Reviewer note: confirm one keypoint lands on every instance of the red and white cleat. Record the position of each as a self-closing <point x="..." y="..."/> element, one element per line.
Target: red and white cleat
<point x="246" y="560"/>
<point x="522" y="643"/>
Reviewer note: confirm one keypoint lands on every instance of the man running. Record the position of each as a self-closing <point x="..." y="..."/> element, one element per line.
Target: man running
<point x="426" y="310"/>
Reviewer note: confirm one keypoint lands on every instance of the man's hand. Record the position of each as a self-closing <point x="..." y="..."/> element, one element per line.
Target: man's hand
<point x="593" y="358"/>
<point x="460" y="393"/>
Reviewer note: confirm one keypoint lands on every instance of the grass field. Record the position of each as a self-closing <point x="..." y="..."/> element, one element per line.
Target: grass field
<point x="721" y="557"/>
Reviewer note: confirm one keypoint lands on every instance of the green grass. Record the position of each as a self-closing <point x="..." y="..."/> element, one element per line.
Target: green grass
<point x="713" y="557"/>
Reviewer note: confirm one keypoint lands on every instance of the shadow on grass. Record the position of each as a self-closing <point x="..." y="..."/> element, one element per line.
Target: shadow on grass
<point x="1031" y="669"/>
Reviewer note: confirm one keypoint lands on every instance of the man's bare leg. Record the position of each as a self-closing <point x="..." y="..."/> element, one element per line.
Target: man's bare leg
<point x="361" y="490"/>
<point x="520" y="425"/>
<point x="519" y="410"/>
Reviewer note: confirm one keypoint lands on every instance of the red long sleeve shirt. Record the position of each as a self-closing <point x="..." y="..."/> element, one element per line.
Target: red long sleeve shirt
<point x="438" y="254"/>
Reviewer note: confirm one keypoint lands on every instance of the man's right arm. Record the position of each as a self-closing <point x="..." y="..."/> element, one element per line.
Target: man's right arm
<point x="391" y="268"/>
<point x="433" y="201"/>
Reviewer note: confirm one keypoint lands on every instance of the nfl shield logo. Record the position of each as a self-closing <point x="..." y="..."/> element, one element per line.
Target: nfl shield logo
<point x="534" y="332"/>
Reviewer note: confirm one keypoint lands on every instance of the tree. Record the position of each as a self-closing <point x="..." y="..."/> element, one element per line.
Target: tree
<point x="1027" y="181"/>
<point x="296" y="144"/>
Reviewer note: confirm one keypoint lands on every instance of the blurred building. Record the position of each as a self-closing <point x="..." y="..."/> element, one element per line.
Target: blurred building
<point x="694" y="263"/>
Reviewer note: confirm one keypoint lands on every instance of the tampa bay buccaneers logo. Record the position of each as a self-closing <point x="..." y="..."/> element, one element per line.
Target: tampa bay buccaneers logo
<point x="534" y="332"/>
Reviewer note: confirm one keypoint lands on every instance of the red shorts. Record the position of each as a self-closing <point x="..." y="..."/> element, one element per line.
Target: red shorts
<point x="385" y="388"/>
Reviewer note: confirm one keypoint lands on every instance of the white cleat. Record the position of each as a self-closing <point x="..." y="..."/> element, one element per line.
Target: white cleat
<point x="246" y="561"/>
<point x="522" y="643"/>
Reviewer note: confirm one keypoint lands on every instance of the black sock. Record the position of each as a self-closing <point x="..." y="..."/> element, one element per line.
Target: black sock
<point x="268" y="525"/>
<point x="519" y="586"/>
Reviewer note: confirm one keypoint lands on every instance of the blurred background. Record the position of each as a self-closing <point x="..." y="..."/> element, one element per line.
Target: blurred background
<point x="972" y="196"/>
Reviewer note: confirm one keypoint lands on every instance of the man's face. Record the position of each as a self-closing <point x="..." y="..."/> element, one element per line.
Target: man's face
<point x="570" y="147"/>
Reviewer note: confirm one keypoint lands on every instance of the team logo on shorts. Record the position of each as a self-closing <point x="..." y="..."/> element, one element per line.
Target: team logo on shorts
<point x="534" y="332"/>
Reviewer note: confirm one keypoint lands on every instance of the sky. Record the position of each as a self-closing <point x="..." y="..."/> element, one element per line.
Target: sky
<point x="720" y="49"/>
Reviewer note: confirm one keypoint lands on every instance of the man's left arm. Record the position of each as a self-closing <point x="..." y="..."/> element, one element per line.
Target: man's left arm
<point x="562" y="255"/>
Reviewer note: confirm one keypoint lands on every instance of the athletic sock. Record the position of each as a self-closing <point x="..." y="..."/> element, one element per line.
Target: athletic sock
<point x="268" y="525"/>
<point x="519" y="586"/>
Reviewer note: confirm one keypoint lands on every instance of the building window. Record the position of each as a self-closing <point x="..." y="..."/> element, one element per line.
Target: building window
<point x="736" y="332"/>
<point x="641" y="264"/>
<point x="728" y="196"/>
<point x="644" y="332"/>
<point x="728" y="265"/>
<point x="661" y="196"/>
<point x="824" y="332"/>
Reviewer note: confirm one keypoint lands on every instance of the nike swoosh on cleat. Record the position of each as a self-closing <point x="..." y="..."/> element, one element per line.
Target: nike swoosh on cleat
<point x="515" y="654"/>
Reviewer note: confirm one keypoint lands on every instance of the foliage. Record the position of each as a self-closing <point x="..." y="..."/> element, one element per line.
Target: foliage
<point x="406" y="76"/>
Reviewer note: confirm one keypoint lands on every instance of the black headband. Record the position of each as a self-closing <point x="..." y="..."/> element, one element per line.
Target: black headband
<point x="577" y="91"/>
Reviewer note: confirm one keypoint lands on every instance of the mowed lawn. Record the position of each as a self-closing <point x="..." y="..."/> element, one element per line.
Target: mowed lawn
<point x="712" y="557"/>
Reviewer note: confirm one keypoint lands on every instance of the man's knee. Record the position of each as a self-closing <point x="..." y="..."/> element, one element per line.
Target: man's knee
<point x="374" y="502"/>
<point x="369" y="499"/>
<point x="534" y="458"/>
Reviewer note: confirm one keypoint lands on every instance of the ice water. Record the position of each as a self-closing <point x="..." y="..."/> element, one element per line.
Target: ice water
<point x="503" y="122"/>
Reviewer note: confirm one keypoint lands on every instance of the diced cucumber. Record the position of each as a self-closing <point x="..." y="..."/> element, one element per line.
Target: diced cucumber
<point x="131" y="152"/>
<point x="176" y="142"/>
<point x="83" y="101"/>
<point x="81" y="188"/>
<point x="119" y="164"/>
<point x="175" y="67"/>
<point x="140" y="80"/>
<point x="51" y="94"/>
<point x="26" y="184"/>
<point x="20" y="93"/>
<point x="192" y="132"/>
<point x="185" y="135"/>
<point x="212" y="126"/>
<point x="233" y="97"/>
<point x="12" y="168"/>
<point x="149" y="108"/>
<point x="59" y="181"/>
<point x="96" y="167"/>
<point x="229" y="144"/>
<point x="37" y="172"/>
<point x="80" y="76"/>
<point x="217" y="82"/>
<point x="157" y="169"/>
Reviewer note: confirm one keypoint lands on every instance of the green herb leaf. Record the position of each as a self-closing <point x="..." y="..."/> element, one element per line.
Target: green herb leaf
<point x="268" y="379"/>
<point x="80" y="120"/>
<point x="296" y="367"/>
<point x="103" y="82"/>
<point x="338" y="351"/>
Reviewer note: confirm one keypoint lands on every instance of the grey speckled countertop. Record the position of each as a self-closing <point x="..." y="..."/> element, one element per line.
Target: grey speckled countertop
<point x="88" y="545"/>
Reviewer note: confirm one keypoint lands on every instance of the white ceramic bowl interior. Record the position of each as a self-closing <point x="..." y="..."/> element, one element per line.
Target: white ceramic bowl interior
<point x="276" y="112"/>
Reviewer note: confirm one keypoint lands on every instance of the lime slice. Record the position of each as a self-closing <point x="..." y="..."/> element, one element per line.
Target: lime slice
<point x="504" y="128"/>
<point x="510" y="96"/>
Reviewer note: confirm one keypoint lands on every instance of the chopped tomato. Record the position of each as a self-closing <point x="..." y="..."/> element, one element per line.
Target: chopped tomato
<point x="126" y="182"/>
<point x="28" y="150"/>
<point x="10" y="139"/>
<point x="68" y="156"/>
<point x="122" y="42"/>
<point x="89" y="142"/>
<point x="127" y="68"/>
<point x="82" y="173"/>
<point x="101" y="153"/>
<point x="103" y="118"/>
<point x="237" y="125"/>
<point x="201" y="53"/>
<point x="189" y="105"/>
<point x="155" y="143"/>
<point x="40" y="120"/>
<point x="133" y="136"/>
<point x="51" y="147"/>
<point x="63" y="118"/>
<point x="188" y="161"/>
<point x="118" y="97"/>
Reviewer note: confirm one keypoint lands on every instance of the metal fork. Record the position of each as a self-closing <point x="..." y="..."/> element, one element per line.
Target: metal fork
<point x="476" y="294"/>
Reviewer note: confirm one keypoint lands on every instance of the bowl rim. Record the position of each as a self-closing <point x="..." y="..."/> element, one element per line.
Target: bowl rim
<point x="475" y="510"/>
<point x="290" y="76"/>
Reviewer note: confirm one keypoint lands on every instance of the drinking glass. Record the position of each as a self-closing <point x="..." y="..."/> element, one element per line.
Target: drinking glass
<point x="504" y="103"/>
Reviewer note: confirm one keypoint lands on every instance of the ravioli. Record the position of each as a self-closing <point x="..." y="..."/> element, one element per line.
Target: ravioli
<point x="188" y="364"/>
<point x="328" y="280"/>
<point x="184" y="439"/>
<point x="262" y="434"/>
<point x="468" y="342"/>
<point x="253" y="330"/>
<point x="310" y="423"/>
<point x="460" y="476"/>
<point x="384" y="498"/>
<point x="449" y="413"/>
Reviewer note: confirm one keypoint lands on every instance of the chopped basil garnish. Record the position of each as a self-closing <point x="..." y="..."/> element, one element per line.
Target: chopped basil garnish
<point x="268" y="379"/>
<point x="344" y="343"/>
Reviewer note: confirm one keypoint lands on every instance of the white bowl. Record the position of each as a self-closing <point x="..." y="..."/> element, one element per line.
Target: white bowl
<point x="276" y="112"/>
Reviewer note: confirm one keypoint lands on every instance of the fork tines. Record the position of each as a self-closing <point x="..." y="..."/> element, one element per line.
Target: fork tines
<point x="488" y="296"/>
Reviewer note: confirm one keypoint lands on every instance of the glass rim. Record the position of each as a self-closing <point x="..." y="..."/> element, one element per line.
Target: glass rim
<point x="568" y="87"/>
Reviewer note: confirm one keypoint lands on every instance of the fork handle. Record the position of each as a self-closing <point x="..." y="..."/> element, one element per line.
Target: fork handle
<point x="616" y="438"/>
§ §
● What you need to do
Repeat only the stretch of lines that begins at the line containing "of the ravioli." and ends at the last line above, both included.

● Task result
Reviewer note: confirm one keypoint lands on every instance of the ravioli. Record the position of each as a self-closing <point x="..." y="..."/> element, one element per line.
Target: ravioli
<point x="188" y="364"/>
<point x="328" y="280"/>
<point x="184" y="439"/>
<point x="262" y="434"/>
<point x="468" y="342"/>
<point x="253" y="330"/>
<point x="310" y="423"/>
<point x="460" y="476"/>
<point x="384" y="498"/>
<point x="449" y="413"/>
Reviewer note: confirm one keypoint lands on every instance of the chopped basil garnish. Record the position of each as a self-closing <point x="..." y="..."/> element, one element per line.
Target: chopped basil garnish
<point x="268" y="379"/>
<point x="344" y="343"/>
Reviewer note: confirm one keypoint lands on every instance of the white bowl. Record the position of each as a self-closing <point x="..." y="..."/> element, one element per line.
Target: white bowl
<point x="276" y="112"/>
Reviewer note: confirm one keypoint lands on every instance of the fork tines. Record the position of each as a self-closing <point x="..." y="..."/> element, one element per line.
Target: fork tines
<point x="488" y="296"/>
Reviewer note: confirm one keypoint lands on every instance of the glass rim. Record the position of each as a self-closing <point x="..." y="..."/> element, one element per line.
Target: glass rim
<point x="568" y="87"/>
Reviewer note: confirm one keypoint lands on every instance of the fork handle. Record the position of each as a self-closing <point x="..." y="..."/> element, one element per line.
Target: fork handle
<point x="616" y="438"/>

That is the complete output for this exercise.